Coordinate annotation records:
══════════════════════════════

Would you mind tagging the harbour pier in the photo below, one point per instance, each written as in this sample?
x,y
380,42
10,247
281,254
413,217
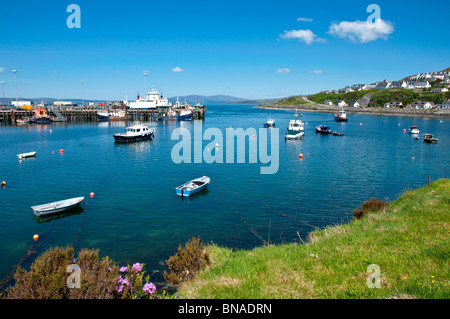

══════════════════════════════

## PROBLEM TO SOLVE
Write out every line of the records above without changing anything, and leave out the pictures.

## ANSWER TO THIS TASK
Would you mind tagging the harbour pier in the photo below, one point per instance, each written as in this sample?
x,y
380,42
10,247
281,254
413,217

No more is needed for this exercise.